● PROVIDED PASSAGE
□ □ □ □
According to wikipedia, "yin" is black and represent a passive, dark, femenine dowright seeking personality. The "yang" (white), is active, light, masculine, upward-seeking and corresponds to the day. Yin is often symbolized by water, while yang is symbolized by fire. So I reckon, Jack, who wears the black hat is yin and Ennis is yang. However, Jack isn't exactly passive in the relationship, but quite the contrary.He isn't downright either but quite upright; always dreaming; Ennis is the exact opposite.
Yin & Yang is actually quite a complex notion that westerners (like me) mistake for weak/strong when they apply it to female/male or passive/agressive. This is not quite accurate, particularly with regard to passive/agressive, instead it would be more acurate to say Jack is receptive (Yin) while Ennis is giving (Yang) - and I mean this in an emotional sense not sexual. There really isn't anything "passive" about Yin, at least not in a wussy sense.
Cool, isn't it?
It could be since Ang Lee is Chinese or Taiwanese! Not that there is any difference.
According to wikipedia, "yin" is black and represent a passive, dark, femenine dowright seeking personality. The "yang" (white), is active, light, masculine, upward-seeking and corresponds to the day. Yin is often symbolized by water, while yang is symbolized by fire. So I guess, Jack, who wears the black hat is yin, and Ennis is yang. However, Jack isn't exactly passive in the relationship, but quite the contrary. He isn't downright either but quite upright; always dreaming; Ennis is the exact opposite.
I also never saw any cherry-cake, let alone the one cherry in it.
Someone, somewhere (maybe Katherine, I don't quite remeber) once noticed how Jack's room contains all sorts of reminders of the Brokeback summer.
Interesting, downright/upright. There was a thread sometimes back talking aobut how Jack is often in the reclining versus Ennis' upright. For example, the "Tent don't look right" scene, Jack is reclined playing his harmonica, while Ennis is upright. Or Jack is reclined while trying to open the can of beans, while Ennis sits upright tending to hygiene.
Quote from: Penthesilea on May 28, 2006, 01:57:37 pmQuoteI also never saw any cherry-cake, let alone the one cherry in it.
Thank you, Penth, for saying this!!! Me neither! And, blurry with tears as my eyes may have been, I have looked for it.
Oh well, this is a topic for another thread. It doesn't have anything to do with yin and yang. ... Unless ... that one cherry, on the white half of the cake, with the other half dark, is supposed to be ...
No. Can't be.
It probably just represents the one tiny bit of love in the otherwise bleak white household.
*Looks at picture again*
Good Lord, it IS a tiny ying/yang, rectangular like the barn door image, and lacking a corresponding dot on one side! Are we insane to be noticing these things? ::) ;D
I like your interpretation, though, Katherine...a little bit of heart's warmth in a cold, bare place. :(
I can't help thinking that the cake was purposefully done that way. In a film, there'd be a prop master that saw to that detail. Would any person cutting the cake thought it'd look weird with only one cherry showing?
at this point in the film, the yin is without his other half. There is no yang. The circle is incomplete now.This is a good point. The cake reminded me of the yin-yang symbol, too. But I thought it can't be, because it's only one half of it. But you're completely right: the other half is gone. Sad again.
□ □ □ □
● SUPPLIED DATA
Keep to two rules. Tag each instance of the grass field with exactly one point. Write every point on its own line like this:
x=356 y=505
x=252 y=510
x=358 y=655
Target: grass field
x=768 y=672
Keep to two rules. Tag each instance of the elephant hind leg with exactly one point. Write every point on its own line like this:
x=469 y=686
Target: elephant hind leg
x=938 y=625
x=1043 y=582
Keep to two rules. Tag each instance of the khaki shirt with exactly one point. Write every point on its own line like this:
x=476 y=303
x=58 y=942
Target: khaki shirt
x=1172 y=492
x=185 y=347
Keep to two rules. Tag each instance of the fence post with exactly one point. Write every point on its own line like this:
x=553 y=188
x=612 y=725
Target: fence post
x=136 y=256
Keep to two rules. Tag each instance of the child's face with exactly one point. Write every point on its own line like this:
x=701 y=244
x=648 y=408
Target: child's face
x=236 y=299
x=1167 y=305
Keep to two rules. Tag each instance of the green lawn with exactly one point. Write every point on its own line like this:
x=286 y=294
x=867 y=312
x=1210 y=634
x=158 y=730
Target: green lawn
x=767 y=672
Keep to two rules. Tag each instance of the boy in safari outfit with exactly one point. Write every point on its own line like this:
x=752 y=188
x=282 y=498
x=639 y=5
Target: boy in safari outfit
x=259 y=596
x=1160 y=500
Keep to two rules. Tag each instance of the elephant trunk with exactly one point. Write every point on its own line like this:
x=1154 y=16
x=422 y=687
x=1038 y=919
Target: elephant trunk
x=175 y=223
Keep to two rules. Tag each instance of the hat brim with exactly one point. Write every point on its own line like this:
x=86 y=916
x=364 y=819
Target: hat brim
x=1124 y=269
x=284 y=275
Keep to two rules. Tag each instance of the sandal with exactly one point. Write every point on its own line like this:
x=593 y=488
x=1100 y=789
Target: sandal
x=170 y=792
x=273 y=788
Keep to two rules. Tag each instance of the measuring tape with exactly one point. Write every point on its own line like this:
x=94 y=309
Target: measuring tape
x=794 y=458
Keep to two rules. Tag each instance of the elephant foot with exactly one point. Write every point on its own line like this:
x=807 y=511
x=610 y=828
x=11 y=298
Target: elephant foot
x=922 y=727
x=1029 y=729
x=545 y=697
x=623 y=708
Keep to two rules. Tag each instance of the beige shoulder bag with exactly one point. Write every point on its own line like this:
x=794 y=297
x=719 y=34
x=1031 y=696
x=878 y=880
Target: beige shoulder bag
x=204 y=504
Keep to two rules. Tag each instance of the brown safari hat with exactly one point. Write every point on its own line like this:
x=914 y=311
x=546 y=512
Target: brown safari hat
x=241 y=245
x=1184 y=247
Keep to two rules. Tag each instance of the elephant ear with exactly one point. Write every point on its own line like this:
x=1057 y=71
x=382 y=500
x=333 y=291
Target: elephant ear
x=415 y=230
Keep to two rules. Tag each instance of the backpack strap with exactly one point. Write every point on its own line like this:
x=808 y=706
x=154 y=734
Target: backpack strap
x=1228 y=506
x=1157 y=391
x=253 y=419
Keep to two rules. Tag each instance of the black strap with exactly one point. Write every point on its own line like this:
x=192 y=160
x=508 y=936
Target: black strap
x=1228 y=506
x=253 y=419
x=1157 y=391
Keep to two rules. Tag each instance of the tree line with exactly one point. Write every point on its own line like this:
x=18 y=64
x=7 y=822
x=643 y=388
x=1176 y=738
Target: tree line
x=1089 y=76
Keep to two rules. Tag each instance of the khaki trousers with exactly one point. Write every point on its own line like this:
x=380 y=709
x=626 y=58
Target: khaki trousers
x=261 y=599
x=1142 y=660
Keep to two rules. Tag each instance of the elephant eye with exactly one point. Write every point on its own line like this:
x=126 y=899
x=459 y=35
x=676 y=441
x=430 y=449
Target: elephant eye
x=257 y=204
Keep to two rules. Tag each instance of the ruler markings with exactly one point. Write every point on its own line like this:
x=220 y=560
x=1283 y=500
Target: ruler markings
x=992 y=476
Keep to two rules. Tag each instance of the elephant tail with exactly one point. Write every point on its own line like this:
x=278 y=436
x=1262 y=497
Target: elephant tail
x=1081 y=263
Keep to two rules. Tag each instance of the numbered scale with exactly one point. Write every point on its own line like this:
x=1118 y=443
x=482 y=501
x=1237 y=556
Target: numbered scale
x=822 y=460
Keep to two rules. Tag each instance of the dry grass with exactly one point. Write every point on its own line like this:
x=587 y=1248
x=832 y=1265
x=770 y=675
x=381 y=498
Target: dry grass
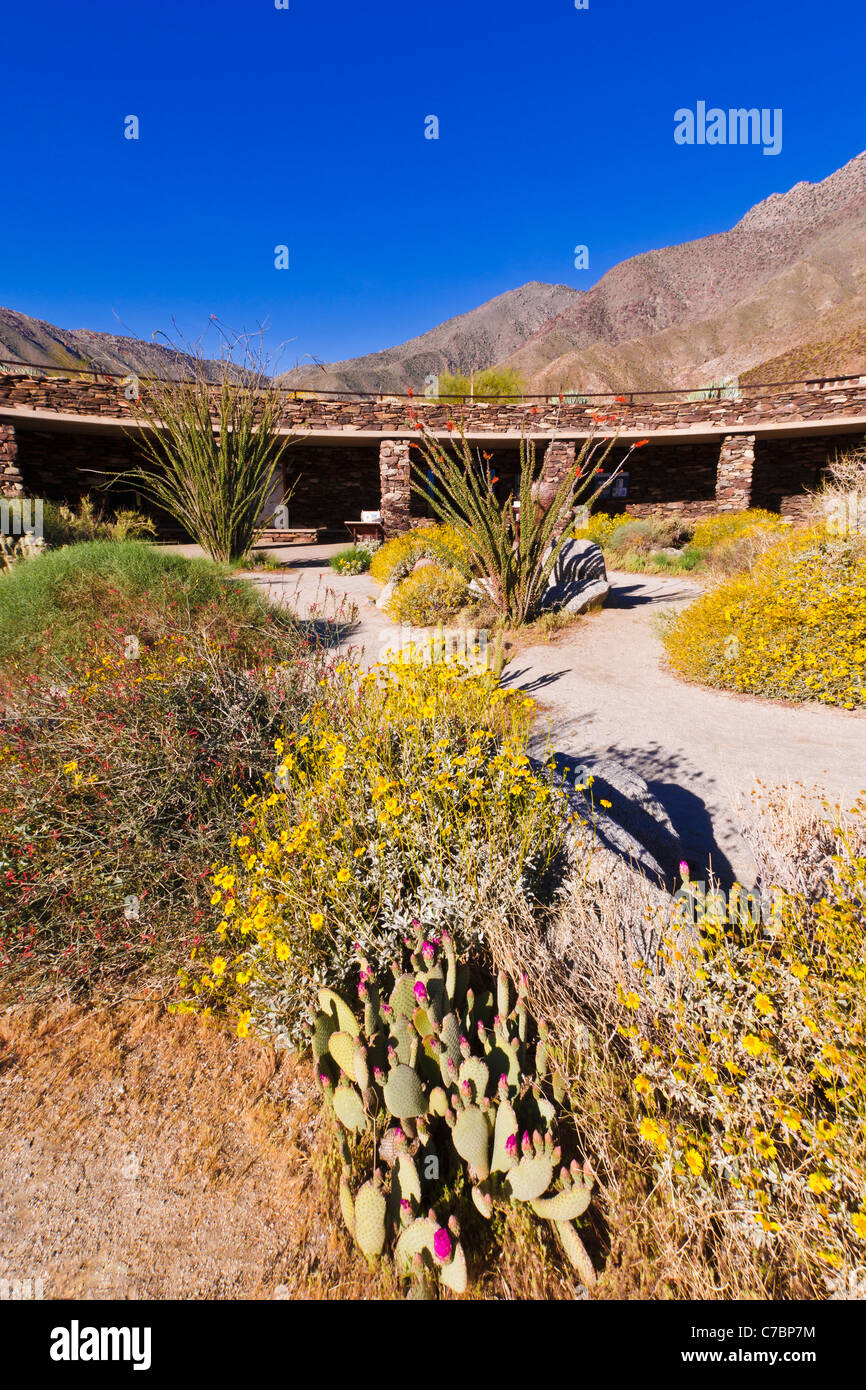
x=150 y=1157
x=161 y=1158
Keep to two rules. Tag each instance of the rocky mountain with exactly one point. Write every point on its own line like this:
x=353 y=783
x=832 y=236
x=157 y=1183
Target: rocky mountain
x=464 y=344
x=791 y=270
x=53 y=349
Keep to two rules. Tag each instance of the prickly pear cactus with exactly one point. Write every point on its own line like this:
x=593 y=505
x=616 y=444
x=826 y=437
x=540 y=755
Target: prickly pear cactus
x=424 y=1077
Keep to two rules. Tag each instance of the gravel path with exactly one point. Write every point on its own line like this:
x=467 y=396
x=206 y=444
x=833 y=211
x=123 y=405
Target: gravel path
x=608 y=704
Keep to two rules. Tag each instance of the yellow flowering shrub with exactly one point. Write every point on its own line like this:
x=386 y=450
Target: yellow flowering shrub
x=395 y=559
x=751 y=1070
x=407 y=799
x=428 y=595
x=791 y=628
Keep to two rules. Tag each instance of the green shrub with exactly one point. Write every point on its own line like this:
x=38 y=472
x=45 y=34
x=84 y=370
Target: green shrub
x=394 y=560
x=56 y=605
x=113 y=823
x=711 y=531
x=599 y=527
x=794 y=627
x=428 y=595
x=647 y=534
x=63 y=524
x=353 y=559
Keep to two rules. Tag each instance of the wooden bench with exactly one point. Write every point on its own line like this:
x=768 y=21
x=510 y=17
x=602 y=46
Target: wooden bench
x=366 y=531
x=296 y=535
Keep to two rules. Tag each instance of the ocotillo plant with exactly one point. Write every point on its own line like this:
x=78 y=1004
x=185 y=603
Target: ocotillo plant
x=515 y=549
x=210 y=451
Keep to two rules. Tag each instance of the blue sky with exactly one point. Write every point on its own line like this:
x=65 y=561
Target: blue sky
x=305 y=127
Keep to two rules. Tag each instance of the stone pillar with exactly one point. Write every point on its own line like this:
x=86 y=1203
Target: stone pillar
x=734 y=473
x=11 y=483
x=395 y=474
x=559 y=459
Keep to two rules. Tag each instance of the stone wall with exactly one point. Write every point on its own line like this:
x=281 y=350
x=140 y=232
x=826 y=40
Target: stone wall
x=786 y=470
x=11 y=483
x=332 y=484
x=64 y=466
x=392 y=414
x=734 y=476
x=395 y=474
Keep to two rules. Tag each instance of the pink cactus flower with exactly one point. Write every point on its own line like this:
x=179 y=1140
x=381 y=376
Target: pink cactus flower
x=442 y=1246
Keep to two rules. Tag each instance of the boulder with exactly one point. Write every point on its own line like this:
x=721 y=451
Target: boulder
x=578 y=578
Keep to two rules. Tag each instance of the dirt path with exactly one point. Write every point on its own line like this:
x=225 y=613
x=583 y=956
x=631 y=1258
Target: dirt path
x=609 y=705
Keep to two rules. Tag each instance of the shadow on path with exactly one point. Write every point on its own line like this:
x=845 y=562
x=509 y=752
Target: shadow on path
x=659 y=802
x=634 y=595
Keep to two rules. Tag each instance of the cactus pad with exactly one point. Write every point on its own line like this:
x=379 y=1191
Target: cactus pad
x=576 y=1251
x=341 y=1045
x=370 y=1221
x=438 y=1101
x=505 y=1129
x=530 y=1178
x=349 y=1108
x=412 y=1241
x=405 y=1094
x=331 y=1002
x=402 y=997
x=453 y=1273
x=346 y=1204
x=471 y=1139
x=476 y=1072
x=565 y=1205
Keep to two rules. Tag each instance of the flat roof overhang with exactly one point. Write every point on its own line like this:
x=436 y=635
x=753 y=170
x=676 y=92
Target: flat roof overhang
x=68 y=423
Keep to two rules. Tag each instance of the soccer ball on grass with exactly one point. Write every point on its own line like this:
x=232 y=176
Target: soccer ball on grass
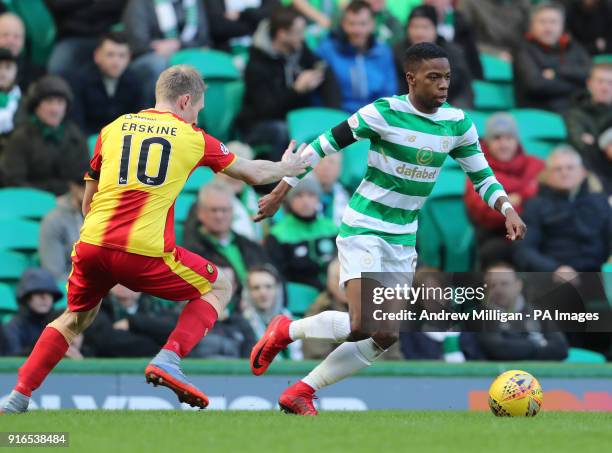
x=515 y=393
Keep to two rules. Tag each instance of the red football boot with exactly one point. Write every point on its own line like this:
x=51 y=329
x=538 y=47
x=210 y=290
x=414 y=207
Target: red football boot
x=297 y=399
x=176 y=381
x=274 y=340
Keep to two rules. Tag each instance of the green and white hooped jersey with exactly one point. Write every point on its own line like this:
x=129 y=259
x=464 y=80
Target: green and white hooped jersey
x=406 y=155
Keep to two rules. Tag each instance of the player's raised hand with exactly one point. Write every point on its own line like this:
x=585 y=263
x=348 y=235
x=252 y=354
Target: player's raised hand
x=295 y=162
x=515 y=227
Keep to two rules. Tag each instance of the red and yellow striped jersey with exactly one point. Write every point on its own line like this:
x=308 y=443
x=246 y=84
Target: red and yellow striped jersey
x=142 y=162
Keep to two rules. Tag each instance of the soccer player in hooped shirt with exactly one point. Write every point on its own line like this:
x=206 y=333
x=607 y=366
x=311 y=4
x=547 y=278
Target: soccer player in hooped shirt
x=411 y=136
x=140 y=165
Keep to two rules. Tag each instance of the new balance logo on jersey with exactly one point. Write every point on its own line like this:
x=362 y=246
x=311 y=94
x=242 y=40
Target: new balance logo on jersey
x=416 y=172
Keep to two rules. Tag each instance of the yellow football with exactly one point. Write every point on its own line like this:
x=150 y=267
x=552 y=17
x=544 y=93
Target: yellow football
x=515 y=393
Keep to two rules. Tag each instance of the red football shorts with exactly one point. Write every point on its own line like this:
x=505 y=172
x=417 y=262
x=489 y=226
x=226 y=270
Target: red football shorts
□ □ □ □
● STATED TASK 1
According to the yin-yang discussion, what is yang often symbolized by?
● STATED TASK 2
Duplicate the yin-yang discussion from "Oh well, this" to "supposed to be ...".
● STATED TASK 3
Condense the paragraph of the yin-yang discussion that begins "Interesting, downright/upright." into a short list, keeping its main facts.
The material comes from a source separate from the yin-yang discussion.

● FINAL ANSWER 1
Fire.

● FINAL ANSWER 2
Oh well, this is a topic for another thread. It doesn't have anything to do with yin and yang. ... Unless ... that one cherry, on the white half of the cake, with the other half dark, is supposed to be ...

● FINAL ANSWER 3
- An earlier thread discussed how Jack is often reclining while Ennis is upright.
- In the "Tent don't look right" scene, Jack reclines playing his harmonica while Ennis is upright.
- Jack reclines while trying to open the can of beans, while Ennis sits upright tending to hygiene.